- [Assignment]
Could you write out each of the records below exactly?

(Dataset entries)
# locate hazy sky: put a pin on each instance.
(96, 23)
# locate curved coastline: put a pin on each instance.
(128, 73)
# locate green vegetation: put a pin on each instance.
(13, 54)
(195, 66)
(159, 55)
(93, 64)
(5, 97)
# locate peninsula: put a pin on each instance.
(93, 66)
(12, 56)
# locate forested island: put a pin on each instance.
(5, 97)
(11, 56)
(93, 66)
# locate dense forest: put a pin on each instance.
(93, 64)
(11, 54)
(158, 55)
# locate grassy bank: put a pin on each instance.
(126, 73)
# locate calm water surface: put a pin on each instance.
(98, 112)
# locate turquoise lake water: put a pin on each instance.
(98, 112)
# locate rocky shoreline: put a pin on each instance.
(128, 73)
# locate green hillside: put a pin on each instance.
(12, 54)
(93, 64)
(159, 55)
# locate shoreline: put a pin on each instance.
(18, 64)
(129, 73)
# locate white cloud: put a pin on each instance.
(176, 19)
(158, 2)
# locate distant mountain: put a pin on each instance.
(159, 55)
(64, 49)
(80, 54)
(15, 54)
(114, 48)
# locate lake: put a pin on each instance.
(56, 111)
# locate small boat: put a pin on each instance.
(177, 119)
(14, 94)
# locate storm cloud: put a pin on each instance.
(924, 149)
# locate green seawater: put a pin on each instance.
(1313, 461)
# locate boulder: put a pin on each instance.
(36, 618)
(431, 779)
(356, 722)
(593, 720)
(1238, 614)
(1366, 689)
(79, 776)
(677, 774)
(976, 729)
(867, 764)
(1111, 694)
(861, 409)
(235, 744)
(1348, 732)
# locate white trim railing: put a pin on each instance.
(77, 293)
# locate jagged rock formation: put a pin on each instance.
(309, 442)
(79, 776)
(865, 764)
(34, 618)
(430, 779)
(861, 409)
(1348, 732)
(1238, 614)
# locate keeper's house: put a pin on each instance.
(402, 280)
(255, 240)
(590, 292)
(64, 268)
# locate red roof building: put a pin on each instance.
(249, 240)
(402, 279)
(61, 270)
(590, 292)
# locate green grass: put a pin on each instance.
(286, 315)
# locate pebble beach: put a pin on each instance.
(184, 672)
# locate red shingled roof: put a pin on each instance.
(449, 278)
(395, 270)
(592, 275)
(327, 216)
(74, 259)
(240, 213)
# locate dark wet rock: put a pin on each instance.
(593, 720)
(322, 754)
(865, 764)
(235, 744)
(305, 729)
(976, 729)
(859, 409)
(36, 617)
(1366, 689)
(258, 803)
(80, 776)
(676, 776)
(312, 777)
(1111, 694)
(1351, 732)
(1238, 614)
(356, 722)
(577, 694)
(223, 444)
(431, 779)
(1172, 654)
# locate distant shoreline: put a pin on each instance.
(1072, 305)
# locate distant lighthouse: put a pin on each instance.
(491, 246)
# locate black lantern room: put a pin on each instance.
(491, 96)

- [Completed task]
# locate hazy sky: put a pin on each instance.
(96, 23)
# locate curved coastline: put a pin on each instance.
(128, 73)
# locate green vegetation: put a pin on each instance.
(13, 54)
(195, 66)
(159, 55)
(93, 64)
(5, 97)
# locate peninsula: put a pin on each instance.
(93, 66)
(12, 56)
# locate forested island: put a pin on each instance.
(5, 97)
(11, 56)
(93, 66)
# locate dense forest: put a pin on each instance.
(93, 64)
(11, 54)
(158, 55)
# locate grassy bank: put a pin on each instance.
(126, 73)
# locate calm water surface: put a pin on each instance.
(98, 112)
# locate turquoise lake water: put a pin on each instance.
(98, 112)
# locate rocky shoreline: put a pin on each instance.
(128, 73)
# locate green hillside: put a pin on each instance.
(12, 54)
(93, 64)
(159, 55)
# locate shoreline: put a pin on each instance.
(18, 64)
(129, 73)
# locate white cloud: put a pin on each instance.
(176, 19)
(158, 2)
# locate distant mountain: put a pin on each instance.
(159, 55)
(64, 49)
(80, 54)
(15, 54)
(114, 48)
# locate lake: put a pin on each instance.
(56, 111)
# locate small boat: put a pin on each instance.
(177, 119)
(14, 94)
# locate storm cloud: put a pin on each instance.
(924, 149)
# locate green seawater: put a pin on each instance.
(1313, 461)
# locate boulder: put a pin on each instance.
(36, 618)
(431, 779)
(356, 722)
(593, 720)
(1238, 614)
(1366, 689)
(79, 776)
(677, 774)
(976, 729)
(867, 764)
(1111, 694)
(861, 409)
(235, 744)
(1348, 732)
# locate white trim railing: put a pin on each instance.
(77, 293)
# locate jagged rock formation: put a pin on each instance.
(309, 442)
(79, 776)
(865, 764)
(34, 618)
(430, 779)
(861, 409)
(1348, 732)
(1238, 614)
# locate keeper's house: put a pin on each instance.
(402, 280)
(255, 240)
(590, 292)
(64, 268)
# locate red roof building: put a pin on each instance.
(249, 240)
(402, 279)
(61, 270)
(590, 292)
# locate green grass: put a pin on each instance.
(286, 315)
# locate pebble beach: put a pin on each instance.
(184, 672)
# locate red shingled roof: put a pin on each instance.
(449, 278)
(395, 270)
(592, 275)
(327, 216)
(74, 259)
(240, 213)
# locate dark wet rock: put a pin on each instance.
(593, 720)
(322, 754)
(865, 764)
(235, 744)
(305, 729)
(976, 729)
(859, 409)
(36, 617)
(1366, 689)
(258, 803)
(80, 776)
(676, 776)
(312, 777)
(1111, 694)
(1351, 732)
(1238, 614)
(356, 722)
(577, 694)
(223, 444)
(431, 779)
(1172, 654)
# locate distant shoreline: put a pin on each instance.
(1072, 305)
# locate distant lighthouse: put a pin on each instance.
(491, 246)
# locate black lantern room: put a pin on each instance.
(491, 96)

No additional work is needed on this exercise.